◆ FRAGMENTO DEL TEXTO:
....................

Retrospectivamente me parece puro delirio la insinuación de algunos de que la CIA estuviera involucrada, cuando veinticuatro horas antes del asalto al Congreso el responsable máximo de la misma estaba tranquilamente, sin otra ocupación más urgente, tomando un café con el que escribe en la cafetería Mazarino de la calle Eduardo Dato. Evidentemente, Smith sabía algo de la llamada «Operación De Gaulle», pero no tenía la más remota idea de lo que iba a suceder al día siguiente. En caso contrario, no hubiera estado perdiendo el tiempo conmigo.
Generalmente no se tiene en cuenta que, en el modus operandi del sistema norteamericano, la diplomacia y el espionaje, es decir la Secretaría de Estado y la CIA, actúan paralelamente y no siempre coordinados, esto es que han existido y existen continuas fricciones cuando no abiertas guerras civiles burocráticas, especialmente en momentos de cierto caos o crisis como fueron los últimos meses de la administración Carter. Allen Smith buscaba la confirmación de informaciones que la diplomacia americana ya tenía con toda probabilidad directamente del Rey a través de su amigo Prado y Colón de Carvajal.
Por iniciativa mía e invitación del rector Morodo, el embajador Todman visitó Santander acompañado de su esposa Doris durante los días 17-19 de Julio de 1980. En su conferencia en la UIMP, ante un numeroso público en el que estaban todas las autoridades civiles y militares de la región, así como el banquero Emilio Botín senior, y por supuesto el rector Raúl Morodo (éste muy cercano ya en esta época al presidente Suárez), el embajador norteamericano elogió la transición política española y apoyó con firmeza su «consolidación democrática» –tengo ante mí el texto y veo la referencia expresa a la misma-, sugiriendo la conveniencia de la incorporación de nuestro país a la OTAN. La historiografía de izquierdas (por ejemplo, Paul Preston en su obra sobre el Rey Juan Carlos) ha insistido en dar una imagen de Todman como embajador de «extrema derecha» (recuérdese que era embajador del presidente demócrata y progresista Jimmy Carter), subrayando sus entrevistas con el general Armada antes del 23-F, pero silenciando otros encuentros que Todman tuvo con políticos de izquierdas, como el socialista Felipe González y el comunista Jordi Solé Tura, o las que el propio Armada llevó a cabo con Enrique Mújica y también con Solé Tura.

....................

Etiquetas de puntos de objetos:
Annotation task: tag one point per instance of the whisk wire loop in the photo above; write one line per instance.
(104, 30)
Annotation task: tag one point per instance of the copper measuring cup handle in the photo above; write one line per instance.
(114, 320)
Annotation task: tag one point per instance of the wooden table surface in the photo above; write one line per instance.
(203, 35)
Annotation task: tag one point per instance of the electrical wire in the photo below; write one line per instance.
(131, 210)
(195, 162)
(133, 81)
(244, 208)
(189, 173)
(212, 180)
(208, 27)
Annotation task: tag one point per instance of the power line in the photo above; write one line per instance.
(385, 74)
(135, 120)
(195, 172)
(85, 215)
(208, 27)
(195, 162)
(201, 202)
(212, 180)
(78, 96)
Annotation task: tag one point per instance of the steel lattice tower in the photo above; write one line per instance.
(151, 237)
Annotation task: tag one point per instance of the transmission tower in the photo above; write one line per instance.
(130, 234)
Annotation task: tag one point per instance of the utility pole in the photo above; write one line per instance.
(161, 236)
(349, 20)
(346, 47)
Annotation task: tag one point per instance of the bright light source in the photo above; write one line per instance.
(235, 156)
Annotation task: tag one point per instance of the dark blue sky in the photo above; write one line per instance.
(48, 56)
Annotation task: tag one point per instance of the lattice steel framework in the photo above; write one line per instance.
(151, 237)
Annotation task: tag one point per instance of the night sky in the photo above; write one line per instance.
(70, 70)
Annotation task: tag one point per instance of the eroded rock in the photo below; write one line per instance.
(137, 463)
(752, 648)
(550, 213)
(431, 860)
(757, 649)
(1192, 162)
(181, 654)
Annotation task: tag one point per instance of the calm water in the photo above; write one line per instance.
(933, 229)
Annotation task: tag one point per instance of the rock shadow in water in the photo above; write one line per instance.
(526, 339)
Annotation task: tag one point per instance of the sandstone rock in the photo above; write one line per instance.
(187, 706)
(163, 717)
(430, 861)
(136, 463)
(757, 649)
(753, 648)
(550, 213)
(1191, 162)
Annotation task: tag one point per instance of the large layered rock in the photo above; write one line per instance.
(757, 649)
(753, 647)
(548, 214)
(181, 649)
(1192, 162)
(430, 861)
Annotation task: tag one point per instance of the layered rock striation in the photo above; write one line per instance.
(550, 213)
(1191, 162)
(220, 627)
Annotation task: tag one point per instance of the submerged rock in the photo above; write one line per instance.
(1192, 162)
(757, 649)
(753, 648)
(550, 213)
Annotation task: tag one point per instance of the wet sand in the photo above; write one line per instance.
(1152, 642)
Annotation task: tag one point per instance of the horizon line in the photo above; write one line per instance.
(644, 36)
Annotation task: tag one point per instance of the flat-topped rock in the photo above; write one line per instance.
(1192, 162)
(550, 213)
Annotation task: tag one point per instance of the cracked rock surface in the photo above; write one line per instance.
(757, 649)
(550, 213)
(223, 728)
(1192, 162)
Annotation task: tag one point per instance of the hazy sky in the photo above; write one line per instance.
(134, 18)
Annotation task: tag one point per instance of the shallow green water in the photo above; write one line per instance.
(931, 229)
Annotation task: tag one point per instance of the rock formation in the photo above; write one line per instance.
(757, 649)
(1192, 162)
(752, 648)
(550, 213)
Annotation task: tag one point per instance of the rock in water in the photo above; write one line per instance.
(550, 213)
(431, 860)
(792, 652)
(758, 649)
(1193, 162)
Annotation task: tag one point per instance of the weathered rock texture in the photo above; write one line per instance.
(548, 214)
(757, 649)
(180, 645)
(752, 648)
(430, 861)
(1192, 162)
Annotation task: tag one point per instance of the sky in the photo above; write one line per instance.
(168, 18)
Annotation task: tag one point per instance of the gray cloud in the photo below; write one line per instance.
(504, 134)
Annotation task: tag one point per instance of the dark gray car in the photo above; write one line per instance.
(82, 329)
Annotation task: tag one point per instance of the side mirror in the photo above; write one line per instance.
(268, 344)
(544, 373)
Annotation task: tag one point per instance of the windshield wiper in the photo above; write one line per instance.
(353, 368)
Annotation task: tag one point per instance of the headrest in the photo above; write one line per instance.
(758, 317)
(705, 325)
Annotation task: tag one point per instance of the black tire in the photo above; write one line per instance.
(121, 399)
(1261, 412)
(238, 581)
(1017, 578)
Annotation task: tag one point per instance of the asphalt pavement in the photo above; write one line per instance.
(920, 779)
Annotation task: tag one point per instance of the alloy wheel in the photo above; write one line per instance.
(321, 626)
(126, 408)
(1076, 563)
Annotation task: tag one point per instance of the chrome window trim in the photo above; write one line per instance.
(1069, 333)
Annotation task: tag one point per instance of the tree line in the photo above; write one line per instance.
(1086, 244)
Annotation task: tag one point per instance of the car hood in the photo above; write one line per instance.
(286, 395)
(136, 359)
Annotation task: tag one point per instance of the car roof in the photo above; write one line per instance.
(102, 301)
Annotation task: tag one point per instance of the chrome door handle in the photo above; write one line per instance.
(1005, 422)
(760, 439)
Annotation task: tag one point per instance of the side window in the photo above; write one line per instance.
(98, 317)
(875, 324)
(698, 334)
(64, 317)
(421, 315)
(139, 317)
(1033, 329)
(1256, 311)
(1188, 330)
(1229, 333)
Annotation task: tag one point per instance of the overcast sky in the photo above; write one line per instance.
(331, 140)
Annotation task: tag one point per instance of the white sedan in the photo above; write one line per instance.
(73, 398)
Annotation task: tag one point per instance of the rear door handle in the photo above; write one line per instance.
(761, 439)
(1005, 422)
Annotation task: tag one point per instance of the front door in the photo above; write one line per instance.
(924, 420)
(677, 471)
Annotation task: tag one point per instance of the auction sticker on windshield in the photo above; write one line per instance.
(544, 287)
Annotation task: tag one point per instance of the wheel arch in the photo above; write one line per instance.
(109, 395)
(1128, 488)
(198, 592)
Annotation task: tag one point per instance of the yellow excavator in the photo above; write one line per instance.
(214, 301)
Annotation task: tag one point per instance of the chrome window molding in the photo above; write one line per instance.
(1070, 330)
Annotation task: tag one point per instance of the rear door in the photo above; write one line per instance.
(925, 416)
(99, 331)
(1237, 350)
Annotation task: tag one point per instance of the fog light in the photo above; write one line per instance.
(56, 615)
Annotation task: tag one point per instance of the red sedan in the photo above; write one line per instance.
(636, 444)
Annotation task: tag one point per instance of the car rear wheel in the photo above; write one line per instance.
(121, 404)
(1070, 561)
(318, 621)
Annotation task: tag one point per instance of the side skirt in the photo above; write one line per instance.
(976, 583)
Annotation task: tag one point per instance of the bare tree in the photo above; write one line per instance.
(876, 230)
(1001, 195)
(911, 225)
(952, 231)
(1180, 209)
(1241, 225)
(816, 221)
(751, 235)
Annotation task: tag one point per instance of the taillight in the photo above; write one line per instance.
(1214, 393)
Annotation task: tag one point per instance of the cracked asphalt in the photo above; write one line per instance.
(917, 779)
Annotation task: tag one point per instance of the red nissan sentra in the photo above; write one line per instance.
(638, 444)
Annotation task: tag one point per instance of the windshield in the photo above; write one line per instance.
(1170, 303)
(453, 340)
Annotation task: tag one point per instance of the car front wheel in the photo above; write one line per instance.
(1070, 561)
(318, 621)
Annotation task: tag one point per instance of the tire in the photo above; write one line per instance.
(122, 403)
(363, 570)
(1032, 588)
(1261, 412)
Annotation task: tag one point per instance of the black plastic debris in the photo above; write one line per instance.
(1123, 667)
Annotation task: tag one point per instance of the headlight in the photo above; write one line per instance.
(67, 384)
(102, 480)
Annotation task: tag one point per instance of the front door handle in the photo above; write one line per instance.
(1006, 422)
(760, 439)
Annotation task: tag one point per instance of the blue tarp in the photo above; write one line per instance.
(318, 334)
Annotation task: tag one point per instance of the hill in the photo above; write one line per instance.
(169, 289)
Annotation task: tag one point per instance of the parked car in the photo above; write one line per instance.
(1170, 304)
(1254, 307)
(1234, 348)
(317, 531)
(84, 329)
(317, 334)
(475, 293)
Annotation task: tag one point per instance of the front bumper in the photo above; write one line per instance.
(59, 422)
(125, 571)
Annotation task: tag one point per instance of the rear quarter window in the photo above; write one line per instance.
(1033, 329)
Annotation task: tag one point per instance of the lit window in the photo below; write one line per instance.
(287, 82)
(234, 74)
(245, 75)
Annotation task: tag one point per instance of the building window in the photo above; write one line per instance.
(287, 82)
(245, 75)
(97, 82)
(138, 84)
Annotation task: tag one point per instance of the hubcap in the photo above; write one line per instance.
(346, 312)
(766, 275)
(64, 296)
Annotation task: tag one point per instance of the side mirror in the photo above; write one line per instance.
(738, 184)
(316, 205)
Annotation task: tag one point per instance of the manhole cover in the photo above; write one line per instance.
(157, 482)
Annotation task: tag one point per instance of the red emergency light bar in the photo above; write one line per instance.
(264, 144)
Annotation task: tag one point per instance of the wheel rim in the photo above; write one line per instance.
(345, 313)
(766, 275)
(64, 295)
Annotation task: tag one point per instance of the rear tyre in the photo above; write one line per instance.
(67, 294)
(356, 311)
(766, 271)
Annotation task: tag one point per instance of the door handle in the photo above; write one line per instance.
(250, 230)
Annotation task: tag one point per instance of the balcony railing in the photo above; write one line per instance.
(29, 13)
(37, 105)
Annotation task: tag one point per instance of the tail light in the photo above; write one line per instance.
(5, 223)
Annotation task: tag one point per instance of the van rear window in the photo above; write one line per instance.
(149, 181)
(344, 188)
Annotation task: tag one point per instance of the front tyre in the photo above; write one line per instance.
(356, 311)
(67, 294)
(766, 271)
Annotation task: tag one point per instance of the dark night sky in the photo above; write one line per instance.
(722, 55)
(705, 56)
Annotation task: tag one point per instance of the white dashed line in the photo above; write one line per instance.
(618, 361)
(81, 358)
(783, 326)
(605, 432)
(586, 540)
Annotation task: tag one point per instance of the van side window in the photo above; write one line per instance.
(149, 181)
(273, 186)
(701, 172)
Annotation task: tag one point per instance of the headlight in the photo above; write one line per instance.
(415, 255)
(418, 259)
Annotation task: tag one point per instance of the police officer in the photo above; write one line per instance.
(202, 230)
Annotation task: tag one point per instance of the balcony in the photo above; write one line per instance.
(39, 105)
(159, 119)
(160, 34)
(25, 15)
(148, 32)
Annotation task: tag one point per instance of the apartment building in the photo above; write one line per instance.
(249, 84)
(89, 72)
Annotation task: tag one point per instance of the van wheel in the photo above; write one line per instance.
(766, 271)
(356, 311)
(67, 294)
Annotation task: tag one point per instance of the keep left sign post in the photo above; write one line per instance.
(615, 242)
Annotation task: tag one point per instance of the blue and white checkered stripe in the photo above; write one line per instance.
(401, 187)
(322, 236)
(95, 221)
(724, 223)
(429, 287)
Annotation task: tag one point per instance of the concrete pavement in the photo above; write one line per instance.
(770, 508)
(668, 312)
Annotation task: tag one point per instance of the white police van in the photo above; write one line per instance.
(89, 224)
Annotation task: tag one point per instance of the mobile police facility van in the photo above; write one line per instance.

....................

◆ TAREAS ESCRITAS:
a: Indica si cada afirmación concuerda con el fragmento sobre el 23-F, respondiendo sí o no con las palabras decisivas del fragmento citadas literalmente: (i) El embajador Todman visitó Santander acompañado de su esposa Doris. (ii) Smith tomó un café en la cafetería Mazarino el mismo día del asalto al Congreso. (iii) En su conferencia, Todman se opuso a la incorporación de España a la OTAN.
b: Cita del fragmento sobre el 23-F el pasaje comprendido entre "Generalmente no se" y "Colón de Carvajal.", ambos incluidos.
c: Prolonga el fragmento sobre el 23-F a partir de su última oración.

◆ RESULTADOS:
a:
(i) Sí: "el embajador Todman visitó Santander acompañado de su esposa Doris durante los días 17-19 de Julio de 1980".
(ii) No: "veinticuatro horas antes del asalto al Congreso el responsable máximo de la misma estaba tranquilamente, sin otra ocupación más urgente, tomando un café".
(iii) No: "sugiriendo la conveniencia de la incorporación de nuestro país a la OTAN".

b:
Generalmente no se tiene en cuenta que, en el modus operandi del sistema norteamericano, la diplomacia y el espionaje, es decir la Secretaría de Estado y la CIA, actúan paralelamente y no siempre coordinados, esto es que han existido y existen continuas fricciones cuando no abiertas guerras civiles burocráticas, especialmente en momentos de cierto caos o crisis como fueron los últimos meses de la administración Carter. Allen Smith buscaba la confirmación de informaciones que la diplomacia americana ya tenía con toda probabilidad directamente del Rey a través de su amigo Prado y Colón de Carvajal.

c:
Las referencias a las conexiones de la embajada norteamericana y la CIA con la inteligencia militar española (CESID) son muy escasas y meras hipótesis, mas que hechos comprobados, según las obras mejor informadas de la actuación de tales servicios en el 23-F (Martínez Inglés, Perote, y sobre todo Palacios). Este último señala con razón que no existe ninguna prueba sobre el asunto y por otra parte sigue «clasificada» –sospecho que por delicada discreción hacia las altas autoridades de un país aliado- la documentación del gobierno americano. Yo me inclino a pensar que tanto la embajada como la CIA tenían una información sobre una trama que implicaba, parafraseando a Rojas Zorrilla, del Rey abajo, todos.
Desde esa perspectiva tengo que estar de acuerdo con el comentario que hiciera el nuevo Secretario de Estado del presidente Ronald Reagan, Alexander Haig (un personaje político por otra parte con el que no simpatizo mucho): «Es un asunto interno». Aunque podía y debería haber añadido, como hizo Margaret Thatcher, que en cualquier caso apoyaba la democracia española.
2. Una generación perdida (Febrero 2012)
Creo que pocos dudan hoy que la transición política española del franquismo a la democracia, con sus lógicos y humanos defectos, en su conjunto resultó modélica. Otra cuestión distinta es el proceso de la consolidación democrática. Si durante el franquismo hubo franquistas o falangistas críticos que defendían «la revolución pendiente», algunos demócratas hoy (en verdad, muy pocos) nos atrevemos a postular, con un gramo de ironía, «la consolidación pendiente». La tesis oficial, sostenida por los sociólogos y politólogos de izquierdas (y algunos no tan de izquierdas), es que la consolidación democrática en España se produjo con la primera alternancia, es decir la victoria electoral del PSOE en octubre de 1982.
Sin embargo, se olvida con demasiada facilidad que el año anterior, el 23 de febrero de 1981, se había quebrado la normalidad política con un incidente extraño y nunca aclarado oficialmente, que en realidad era el primero de una serie de agujeros negros (los GAL, el 11-M, el caso Faisán, el caso Noos…) que sucesivamente han venido jalonando nuestro proceso político y que difícilmente certifican que podamos hablar tan alegremente de España como una democracia consolidada. Al contrario, lamentablemente, creo que la nuestra es una democracia fallida, porque la clase política que protagonizó la transición, en el infame 23-F dilapidó su capital acumulado y su prestigio. La clase política del 23-F es una clase democráticamente fallida y asimismo es la principal responsable de la mayor parte de los males que aquejan a nuestro sistema democrático.
Escribo estas líneas justamente entre la conmemoración del trigésimo-primer aniversario del 23-F y el octavo del 11-M, en un clima de estupefacción y general desánimo en la opinión pública por escándalos políticos y económicos recientes que afectan a las altas instituciones del Estado, como el caso Faisán y el caso Noos. He dicho, y lo repito, que tengo la convicción absoluta que no es la Nación ni el Estado los que están en crisis, sino el sistema político-constitucional (con su vértice, la Corona), lo que quiere decir que es la democracia española la que ha resultado fallida.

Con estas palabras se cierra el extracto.